WHAT NEEDS TO BE DONE
Repeat the data exactly. Pictures stay out.

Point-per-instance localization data
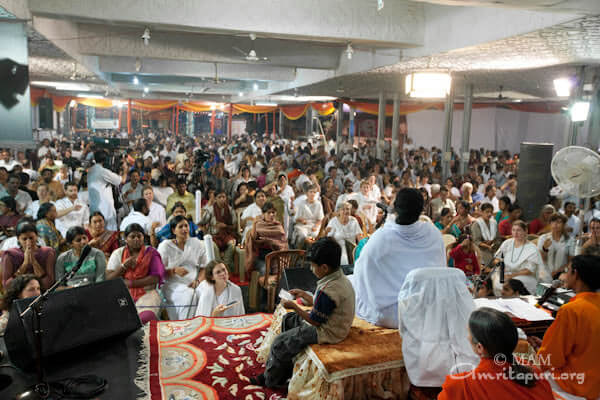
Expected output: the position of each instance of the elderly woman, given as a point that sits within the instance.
(184, 258)
(555, 246)
(93, 268)
(47, 229)
(28, 258)
(344, 228)
(8, 216)
(541, 224)
(101, 238)
(267, 235)
(142, 270)
(22, 287)
(218, 296)
(522, 260)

EXERCISE SOLUTION
Expected output: the position of each instance of the elderly woman, given as a point that sits within the instance.
(184, 258)
(555, 246)
(93, 268)
(47, 229)
(28, 258)
(344, 228)
(8, 216)
(541, 224)
(101, 238)
(267, 235)
(142, 270)
(22, 287)
(218, 296)
(522, 260)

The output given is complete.